=== EXCERPTED PASSAGE ===
Studio album by Billy Eckstine
- Released: 1960
- Recorded: January 28–29, 1960
- Genre: Traditional pop; Jazz;
- Length: 42:47
- Label: Roulette SR 5104
- Producer: Teddy Reig

Billy Eckstine chronology
| No Cover, No Minimum (1960) | Once More with Feeling (1960) | Broadway, Bongos and Mr. B (1961) |

= Once More with Feeling (Billy Eckstine album) =

Once More with Feeling is a 1960 studio album by the American singer Billy Eckstine. It was arranged by Billy May and produced by Teddy Reig.
=== DATA FOR THIS TASK ===
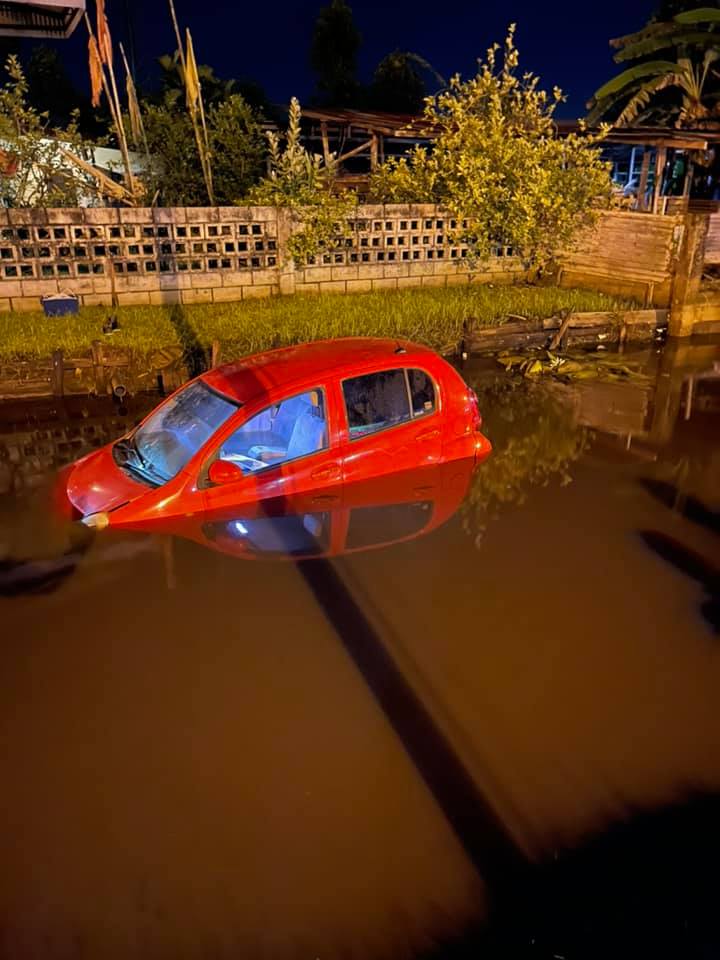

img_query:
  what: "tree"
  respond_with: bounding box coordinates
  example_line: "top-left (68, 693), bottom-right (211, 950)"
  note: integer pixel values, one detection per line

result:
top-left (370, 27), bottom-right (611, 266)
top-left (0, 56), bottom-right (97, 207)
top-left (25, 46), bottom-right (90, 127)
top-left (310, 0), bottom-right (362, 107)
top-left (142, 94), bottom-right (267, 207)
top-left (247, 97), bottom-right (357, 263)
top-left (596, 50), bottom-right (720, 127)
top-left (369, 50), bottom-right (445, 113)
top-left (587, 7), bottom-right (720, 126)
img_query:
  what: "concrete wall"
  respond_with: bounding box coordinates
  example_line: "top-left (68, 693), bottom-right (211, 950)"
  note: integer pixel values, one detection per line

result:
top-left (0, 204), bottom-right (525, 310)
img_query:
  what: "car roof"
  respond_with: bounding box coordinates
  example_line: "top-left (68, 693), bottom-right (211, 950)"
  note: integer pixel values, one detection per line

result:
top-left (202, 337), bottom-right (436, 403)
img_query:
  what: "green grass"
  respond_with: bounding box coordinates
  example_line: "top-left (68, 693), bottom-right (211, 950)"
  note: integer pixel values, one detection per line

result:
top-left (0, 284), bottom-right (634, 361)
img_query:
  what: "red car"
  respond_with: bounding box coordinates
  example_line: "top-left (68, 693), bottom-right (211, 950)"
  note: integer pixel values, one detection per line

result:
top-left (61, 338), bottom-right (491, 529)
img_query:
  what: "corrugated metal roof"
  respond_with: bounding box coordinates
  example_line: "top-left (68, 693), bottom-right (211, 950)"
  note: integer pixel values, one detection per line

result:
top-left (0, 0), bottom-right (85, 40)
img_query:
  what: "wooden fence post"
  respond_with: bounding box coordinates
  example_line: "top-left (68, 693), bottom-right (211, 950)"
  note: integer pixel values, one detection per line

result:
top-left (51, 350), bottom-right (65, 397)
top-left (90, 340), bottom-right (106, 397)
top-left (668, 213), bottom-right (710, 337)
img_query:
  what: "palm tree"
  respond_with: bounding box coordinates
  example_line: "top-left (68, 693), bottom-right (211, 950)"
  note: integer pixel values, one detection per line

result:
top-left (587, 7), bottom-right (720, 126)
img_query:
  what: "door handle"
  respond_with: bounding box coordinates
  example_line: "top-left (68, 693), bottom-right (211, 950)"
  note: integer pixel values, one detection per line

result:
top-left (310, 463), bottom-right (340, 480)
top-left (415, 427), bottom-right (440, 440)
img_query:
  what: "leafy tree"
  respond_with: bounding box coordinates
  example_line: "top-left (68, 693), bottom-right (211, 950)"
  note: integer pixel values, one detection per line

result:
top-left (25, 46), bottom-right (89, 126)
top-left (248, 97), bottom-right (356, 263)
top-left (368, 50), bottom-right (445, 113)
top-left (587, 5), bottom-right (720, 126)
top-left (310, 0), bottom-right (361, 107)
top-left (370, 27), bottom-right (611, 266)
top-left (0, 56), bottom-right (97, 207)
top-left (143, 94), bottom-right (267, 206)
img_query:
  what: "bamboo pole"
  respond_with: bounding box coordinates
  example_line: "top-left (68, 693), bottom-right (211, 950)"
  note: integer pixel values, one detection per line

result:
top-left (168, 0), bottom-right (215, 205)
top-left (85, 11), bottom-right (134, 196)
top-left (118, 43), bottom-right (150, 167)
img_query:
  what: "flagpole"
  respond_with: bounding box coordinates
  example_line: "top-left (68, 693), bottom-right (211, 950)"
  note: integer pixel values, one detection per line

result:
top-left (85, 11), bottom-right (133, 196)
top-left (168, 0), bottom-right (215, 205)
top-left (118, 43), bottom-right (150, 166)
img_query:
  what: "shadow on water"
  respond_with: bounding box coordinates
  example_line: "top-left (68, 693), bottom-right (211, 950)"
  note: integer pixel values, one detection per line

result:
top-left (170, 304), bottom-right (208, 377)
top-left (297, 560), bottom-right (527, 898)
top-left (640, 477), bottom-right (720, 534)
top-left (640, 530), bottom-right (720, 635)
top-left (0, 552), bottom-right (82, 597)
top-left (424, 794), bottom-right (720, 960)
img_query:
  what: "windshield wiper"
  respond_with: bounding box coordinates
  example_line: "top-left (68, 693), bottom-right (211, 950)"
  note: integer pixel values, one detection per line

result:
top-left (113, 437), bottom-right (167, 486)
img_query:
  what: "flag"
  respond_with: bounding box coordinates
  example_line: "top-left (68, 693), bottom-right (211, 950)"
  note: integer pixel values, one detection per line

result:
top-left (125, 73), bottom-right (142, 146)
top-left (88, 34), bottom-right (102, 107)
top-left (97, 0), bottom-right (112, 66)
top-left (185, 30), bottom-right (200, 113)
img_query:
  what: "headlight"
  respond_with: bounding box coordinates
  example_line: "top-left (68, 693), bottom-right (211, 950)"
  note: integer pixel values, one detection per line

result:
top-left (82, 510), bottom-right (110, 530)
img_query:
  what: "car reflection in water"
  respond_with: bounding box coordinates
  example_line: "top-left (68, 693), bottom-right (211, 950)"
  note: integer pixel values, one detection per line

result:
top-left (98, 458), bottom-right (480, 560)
===
**WORK INSTRUCTIONS**
a - Please reproduce the stretch of the album entry from "Studio album by Billy" through "by Teddy Reig.", word for word.
b - Arrange the stretch of the records from their start through the line containing "top-left (25, 46), bottom-right (90, 127)", both ends included, as a JSON list of strings with one string per line. Leave out blank lines and the pictures.

**TASK-BY-TASK SOLUTIONS**
a -
Studio album by Billy Eckstine
- Released: 1960
- Recorded: January 28–29, 1960
- Genre: Traditional pop; Jazz;
- Length: 42:47
- Label: Roulette SR 5104
- Producer: Teddy Reig

Billy Eckstine chronology
| No Cover, No Minimum (1960) | Once More with Feeling (1960) | Broadway, Bongos and Mr. B (1961) |

= Once More with Feeling (Billy Eckstine album) =

Once More with Feeling is a 1960 studio album by the American singer Billy Eckstine. It was arranged by Billy May and produced by Teddy Reig.

b -
[
  "img_query:",
  "  what: \"tree\"",
  "  respond_with: bounding box coordinates",
  "  example_line: \"top-left (68, 693), bottom-right (211, 950)\"",
  "  note: integer pixel values, one detection per line",
  "result:",
  "top-left (370, 27), bottom-right (611, 266)",
  "top-left (0, 56), bottom-right (97, 207)",
  "top-left (25, 46), bottom-right (90, 127)"
]